#### ASSIGNMENT:
Beginning at the line containing "label the steering", print every line until the records end, keeping each exactly as it is.

**** AVAILABLE DATA ****

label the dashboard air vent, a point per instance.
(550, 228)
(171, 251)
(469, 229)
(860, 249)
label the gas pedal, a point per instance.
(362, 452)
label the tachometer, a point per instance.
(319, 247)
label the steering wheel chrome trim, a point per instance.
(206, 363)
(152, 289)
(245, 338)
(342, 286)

****

#### SOLUTION:
label the steering wheel chrome trim, a point per instance.
(206, 363)
(152, 289)
(245, 338)
(342, 286)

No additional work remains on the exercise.